■ **Problem details**:
Return every line of the data below verbatim, leaving out the picture.

* Start *

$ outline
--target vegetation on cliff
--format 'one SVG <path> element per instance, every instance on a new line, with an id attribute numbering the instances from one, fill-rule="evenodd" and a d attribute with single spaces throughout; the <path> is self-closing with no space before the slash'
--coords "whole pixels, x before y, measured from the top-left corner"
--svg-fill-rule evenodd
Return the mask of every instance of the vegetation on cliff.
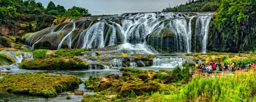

* End *

■ **Task answer**:
$ outline
--target vegetation on cliff
--format 'one SVG <path> element per instance, every instance on a new line, with an id attribute numbering the instances from one, fill-rule="evenodd" and a d attribute with single spaces throughout; the <path> is self-closing with no space before the slash'
--coords "whole pixels, x before y, measured from the top-left corner"
--svg-fill-rule evenodd
Return the mask of every instance of the vegetation on cliff.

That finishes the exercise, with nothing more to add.